(Excerpt)
My main interest lies in modelling with Bayesian methods. The scope of such modelling is vast, and quite a number of issues need to be addressed. The nonparametric Bayesian viewpoint provides a great perspective on how to model data and how to transport time-honored classical modelling strategies to the Bayesian world. As an example, classical statisticians have long divided terms in models into fixed effects and random effects. Early Bayesian efforts drew distinctions between the sorts of prior distributions recommended for these two types of effects through use of improper prior distributions for fixed effects and proper, normal prior distributions for random effects. Now, Bayesians generally like to have full support for their prior distributions. Standard priors (whether proper or improper) give full support for fixed effects. But for random effects, where the effects are modelled as draws from some arbitrary distribution, parametric priors do not have full support. A nonparametric Bayesian prior distribution is needed, and we now have the tools to work with this type of prior. The results of an analysis with a prior having full support can be quite a bit better than those of an analysis with a prior having small support (read a parametric analysis).

The paper with Chris Bush lays out the fixed effect/random effect argument and implements it in an analysis of the most common model involving fixed and random effects--the randomized block design. Other papers in this first batch describe further nonparametric Bayesian modelling strategies and lay out computational methods. Many of the computational methods developed in these papers, such as collapsing the state space of a Markov chain for Markov chain Monte Carlo methods, diagnosing poor convergence of a chain and then adding a step to improve performance, or deliberately introducing non-identifiability into a model to improve performance of a simulation are just as useful for parametric analyses as for nonparametric analyses.
(End Excerpt)
Work instructions:
• A. Return the part of the Bayesian modeling passage starting at "The paper with" and ending at "for nonparametric analyses.".
• B. In the Bayesian modeling passage, what type of prior distributions did early Bayesian efforts use for random effects?
The material that follows comes from a separate source.
(Information supplied)
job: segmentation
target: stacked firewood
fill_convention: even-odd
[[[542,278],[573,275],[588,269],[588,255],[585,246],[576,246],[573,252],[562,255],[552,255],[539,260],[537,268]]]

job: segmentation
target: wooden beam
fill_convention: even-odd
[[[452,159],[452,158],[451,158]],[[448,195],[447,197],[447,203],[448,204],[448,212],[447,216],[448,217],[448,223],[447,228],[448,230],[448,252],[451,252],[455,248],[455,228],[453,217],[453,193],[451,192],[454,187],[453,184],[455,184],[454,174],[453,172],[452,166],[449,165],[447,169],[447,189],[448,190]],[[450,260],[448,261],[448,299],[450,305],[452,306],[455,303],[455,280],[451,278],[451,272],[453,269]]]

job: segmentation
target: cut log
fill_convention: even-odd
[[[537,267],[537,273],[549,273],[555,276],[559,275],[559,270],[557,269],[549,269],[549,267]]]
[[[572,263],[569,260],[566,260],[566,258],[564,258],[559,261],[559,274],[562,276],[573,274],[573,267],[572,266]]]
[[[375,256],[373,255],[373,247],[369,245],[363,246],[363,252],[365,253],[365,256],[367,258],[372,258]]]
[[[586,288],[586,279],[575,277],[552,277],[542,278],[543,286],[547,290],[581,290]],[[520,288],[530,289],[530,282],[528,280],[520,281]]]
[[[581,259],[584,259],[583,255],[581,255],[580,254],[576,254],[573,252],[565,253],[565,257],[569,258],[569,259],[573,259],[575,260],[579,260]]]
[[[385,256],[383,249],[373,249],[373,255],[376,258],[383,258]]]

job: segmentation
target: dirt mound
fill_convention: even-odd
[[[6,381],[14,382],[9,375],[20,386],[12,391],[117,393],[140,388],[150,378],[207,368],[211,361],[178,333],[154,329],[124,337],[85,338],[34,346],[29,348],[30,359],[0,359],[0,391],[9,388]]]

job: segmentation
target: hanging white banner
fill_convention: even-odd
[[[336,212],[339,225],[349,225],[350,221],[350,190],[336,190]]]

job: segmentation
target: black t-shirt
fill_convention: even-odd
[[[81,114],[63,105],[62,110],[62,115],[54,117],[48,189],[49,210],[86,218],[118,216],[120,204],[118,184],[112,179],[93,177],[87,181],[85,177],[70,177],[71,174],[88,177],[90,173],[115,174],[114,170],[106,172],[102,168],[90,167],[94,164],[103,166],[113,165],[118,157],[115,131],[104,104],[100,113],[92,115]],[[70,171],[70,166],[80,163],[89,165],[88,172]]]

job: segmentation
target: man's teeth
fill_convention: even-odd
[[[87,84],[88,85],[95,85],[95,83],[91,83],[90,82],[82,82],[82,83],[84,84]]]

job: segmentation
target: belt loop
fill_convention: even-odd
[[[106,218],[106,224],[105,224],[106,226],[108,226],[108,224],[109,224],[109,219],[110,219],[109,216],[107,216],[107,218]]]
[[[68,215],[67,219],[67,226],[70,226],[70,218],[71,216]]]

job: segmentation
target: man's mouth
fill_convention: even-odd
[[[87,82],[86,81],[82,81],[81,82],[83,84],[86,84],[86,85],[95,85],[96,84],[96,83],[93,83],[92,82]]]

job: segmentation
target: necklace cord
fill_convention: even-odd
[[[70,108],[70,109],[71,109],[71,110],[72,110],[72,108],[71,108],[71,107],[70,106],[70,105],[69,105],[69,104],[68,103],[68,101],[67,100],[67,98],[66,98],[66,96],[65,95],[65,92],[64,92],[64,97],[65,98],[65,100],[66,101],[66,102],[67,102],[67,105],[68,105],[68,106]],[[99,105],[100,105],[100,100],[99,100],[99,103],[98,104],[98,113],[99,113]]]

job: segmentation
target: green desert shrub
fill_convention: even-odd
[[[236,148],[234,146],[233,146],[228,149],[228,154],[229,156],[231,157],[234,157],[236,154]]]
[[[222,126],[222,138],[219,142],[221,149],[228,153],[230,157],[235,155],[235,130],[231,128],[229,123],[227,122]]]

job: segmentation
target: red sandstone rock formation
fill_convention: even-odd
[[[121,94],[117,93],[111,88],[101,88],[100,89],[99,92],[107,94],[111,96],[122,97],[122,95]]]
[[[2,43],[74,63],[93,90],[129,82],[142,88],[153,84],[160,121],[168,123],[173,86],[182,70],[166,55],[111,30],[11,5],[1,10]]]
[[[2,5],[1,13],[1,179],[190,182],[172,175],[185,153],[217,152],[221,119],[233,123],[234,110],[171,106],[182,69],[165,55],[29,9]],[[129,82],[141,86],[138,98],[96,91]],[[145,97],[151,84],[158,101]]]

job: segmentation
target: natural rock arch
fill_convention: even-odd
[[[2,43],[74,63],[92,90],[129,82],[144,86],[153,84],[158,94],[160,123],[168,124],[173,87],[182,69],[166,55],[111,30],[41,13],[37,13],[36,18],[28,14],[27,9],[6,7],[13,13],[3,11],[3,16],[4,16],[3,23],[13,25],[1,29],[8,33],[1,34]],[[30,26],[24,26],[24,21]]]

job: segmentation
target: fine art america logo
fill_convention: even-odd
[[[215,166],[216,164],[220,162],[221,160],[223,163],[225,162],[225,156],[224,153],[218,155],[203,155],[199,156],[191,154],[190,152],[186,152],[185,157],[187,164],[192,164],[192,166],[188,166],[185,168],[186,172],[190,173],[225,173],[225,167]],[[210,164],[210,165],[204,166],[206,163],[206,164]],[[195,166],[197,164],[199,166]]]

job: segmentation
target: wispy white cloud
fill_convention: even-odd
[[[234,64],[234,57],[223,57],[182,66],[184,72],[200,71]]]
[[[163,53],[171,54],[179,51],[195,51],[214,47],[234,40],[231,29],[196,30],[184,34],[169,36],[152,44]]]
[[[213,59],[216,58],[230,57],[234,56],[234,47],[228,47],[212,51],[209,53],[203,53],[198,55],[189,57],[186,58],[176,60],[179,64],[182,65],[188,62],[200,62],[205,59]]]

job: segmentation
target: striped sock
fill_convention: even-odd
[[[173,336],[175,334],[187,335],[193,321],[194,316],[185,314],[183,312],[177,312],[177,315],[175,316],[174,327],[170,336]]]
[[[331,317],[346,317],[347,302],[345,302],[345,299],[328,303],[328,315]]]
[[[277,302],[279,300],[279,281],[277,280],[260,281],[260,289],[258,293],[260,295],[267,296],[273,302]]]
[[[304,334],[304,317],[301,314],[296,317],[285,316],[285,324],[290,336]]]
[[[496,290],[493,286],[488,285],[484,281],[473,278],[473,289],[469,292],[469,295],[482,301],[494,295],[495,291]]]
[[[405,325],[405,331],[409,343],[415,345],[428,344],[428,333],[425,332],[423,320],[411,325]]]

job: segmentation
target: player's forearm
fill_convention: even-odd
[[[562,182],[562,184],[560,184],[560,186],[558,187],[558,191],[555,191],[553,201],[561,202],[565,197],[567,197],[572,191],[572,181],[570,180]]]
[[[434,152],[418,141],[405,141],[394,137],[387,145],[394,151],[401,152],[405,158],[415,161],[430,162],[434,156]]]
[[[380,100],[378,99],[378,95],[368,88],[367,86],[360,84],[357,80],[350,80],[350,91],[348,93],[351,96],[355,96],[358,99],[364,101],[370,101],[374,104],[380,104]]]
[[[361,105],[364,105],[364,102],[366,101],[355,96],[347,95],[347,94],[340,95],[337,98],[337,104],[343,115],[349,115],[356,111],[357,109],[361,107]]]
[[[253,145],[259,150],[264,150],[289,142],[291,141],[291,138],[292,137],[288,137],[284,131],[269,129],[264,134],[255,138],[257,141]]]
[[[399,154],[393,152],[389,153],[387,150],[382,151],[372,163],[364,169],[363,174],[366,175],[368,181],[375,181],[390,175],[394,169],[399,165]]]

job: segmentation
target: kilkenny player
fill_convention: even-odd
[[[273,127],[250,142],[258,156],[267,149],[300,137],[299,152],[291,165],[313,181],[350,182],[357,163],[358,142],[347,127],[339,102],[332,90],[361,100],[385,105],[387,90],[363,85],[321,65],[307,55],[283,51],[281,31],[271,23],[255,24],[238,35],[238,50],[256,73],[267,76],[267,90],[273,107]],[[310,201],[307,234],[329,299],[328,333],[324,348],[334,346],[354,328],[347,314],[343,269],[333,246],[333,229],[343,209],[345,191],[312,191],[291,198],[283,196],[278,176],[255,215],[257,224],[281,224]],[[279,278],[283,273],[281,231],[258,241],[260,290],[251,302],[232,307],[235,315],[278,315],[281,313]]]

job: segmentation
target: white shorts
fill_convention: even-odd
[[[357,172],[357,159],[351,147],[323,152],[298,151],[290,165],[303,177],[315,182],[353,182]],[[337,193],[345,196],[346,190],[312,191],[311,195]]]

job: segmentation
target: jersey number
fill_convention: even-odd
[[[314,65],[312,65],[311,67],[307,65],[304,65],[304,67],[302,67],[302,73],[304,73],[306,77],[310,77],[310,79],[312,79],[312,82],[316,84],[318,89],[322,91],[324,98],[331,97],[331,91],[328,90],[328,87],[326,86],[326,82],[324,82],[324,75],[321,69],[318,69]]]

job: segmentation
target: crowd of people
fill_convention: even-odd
(End Information supplied)
List of answers:
• A.
The paper with Chris Bush lays out the fixed effect/random effect argument and implements it in an analysis of the most common model involving fixed and random effects--the randomized block design. Other papers in this first batch describe further nonparametric Bayesian modelling strategies and lay out computational methods. Many of the computational methods developed in these papers, such as collapsing the state space of a Markov chain for Markov chain Monte Carlo methods, diagnosing poor convergence of a chain and then adding a step to improve performance, or deliberately introducing non-identifiability into a model to improve performance of a simulation are just as useful for parametric analyses as for nonparametric analyses.

• B. Proper, normal prior distributions.